**Problem**. Copy everything from "1. William James: The" down to "Challenge of Romantic Science." in the book description, changing "Existential" to "Phenomenological".

Romantic Science and the Experience of Self Transatlantic Crosscurrents from William James to Oliver Sacks
First published in 1999, this volume follows the work of five influential figures in twentieth-century transatlantic intellectual history. The work forms the basis for this engaging interdisciplinary study of romantic science. In this book, Martin Halliwell constructs a tradition of romantic science by indicating points of theoretical intersection in the thought of William James (American philosopher); Otto Rank (Austrian psychoanalyst); Erik Erikson (Danish/German psychologist); and Oliver Sacks (British neurologist). Beginning with the ferment of intellectual activity in late eighteenth-century German Romanticism, Halliwell argues that only with William James’ theory of pragmatism early in the twentieth century did romantic science become a viable counter-tradition to strictly empirical science. Stimulated by recent debates over rival models of consciousness and renewed interest in theories of the self, Halliwell reveals that in their challenge to Freud’s adoption of ideas from nineteenth-century natural science, these thinkers have enlarged the possibilities of romantic science for bridging the perceived gulf between the arts and sciences.
1. William James: The Pragmatic Romantic. 2. Otto Rank: The Creative Romantic. 3. Ludwig Binswanger: The Existential Romantic. 4. Erik Erikson: The Biographical Romantic. 5. Oliver Sacks: The Storytelling Romantic. 6. Conclusion: The Challenge of Romantic Science.

**Referring expression data**.

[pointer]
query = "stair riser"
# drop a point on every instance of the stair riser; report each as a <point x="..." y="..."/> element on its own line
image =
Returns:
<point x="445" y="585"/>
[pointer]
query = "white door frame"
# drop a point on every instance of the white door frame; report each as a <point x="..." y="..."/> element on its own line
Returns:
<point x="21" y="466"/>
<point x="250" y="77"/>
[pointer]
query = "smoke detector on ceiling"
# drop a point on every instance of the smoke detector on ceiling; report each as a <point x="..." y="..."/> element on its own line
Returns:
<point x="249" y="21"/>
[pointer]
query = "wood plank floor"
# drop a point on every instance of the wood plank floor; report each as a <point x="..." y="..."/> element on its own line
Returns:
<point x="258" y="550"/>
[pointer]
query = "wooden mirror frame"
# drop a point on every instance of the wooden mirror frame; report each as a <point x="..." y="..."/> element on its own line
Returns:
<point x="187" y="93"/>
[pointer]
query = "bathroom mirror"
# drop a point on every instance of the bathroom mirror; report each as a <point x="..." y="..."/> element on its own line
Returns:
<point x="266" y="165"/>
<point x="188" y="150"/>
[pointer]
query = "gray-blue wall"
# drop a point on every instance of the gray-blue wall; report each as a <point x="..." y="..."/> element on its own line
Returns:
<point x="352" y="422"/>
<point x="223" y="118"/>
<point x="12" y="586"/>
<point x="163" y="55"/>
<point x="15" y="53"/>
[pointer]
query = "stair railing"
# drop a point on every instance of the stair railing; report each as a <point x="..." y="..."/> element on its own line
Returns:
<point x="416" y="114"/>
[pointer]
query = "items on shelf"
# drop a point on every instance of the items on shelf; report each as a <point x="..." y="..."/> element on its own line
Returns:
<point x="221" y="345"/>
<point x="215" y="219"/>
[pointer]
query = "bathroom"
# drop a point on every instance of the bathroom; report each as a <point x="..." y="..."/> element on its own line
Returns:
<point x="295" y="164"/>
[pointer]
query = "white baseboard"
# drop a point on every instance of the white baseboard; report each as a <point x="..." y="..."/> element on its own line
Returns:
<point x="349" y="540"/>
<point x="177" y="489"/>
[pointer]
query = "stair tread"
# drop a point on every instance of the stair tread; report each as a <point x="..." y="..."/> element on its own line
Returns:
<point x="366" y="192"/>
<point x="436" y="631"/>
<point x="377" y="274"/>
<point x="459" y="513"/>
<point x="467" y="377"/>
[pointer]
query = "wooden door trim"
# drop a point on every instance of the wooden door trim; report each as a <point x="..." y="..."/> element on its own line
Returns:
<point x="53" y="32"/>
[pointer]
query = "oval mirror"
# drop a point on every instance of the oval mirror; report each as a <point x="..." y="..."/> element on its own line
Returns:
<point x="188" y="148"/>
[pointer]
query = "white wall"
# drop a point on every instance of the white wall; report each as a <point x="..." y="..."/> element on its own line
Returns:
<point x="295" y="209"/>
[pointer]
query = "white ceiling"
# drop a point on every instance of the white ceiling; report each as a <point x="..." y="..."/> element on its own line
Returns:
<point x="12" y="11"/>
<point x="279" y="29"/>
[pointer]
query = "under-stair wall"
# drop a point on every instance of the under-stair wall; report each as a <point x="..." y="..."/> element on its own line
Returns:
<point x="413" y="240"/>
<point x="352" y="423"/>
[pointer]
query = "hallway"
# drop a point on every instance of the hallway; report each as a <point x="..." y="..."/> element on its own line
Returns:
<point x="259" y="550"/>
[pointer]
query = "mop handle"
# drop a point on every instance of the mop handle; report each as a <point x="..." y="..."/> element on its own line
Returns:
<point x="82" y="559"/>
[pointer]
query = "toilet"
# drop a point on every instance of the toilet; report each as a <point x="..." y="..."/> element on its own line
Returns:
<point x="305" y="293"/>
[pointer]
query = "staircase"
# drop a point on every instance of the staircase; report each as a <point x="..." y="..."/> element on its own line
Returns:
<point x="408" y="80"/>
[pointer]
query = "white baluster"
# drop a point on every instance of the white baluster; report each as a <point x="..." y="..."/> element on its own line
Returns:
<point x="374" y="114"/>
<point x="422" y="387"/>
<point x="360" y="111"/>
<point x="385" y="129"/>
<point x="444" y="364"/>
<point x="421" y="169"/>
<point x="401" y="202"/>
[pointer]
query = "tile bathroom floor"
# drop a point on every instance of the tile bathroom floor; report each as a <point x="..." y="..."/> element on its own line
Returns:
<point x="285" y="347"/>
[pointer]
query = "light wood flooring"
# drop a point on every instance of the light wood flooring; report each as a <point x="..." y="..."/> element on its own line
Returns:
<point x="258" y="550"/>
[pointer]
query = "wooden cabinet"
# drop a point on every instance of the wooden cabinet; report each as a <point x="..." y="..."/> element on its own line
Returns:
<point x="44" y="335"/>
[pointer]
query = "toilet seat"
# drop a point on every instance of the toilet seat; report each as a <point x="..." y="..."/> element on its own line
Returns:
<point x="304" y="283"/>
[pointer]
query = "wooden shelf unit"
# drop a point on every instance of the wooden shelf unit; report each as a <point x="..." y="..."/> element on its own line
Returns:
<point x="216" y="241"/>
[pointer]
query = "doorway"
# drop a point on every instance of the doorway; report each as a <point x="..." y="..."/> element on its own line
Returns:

**Finished task**.
1. William James: The Pragmatic Romantic. 2. Otto Rank: The Creative Romantic. 3. Ludwig Binswanger: The Phenomenological Romantic. 4. Erik Erikson: The Biographical Romantic. 5. Oliver Sacks: The Storytelling Romantic. 6. Conclusion: The Challenge of Romantic Science.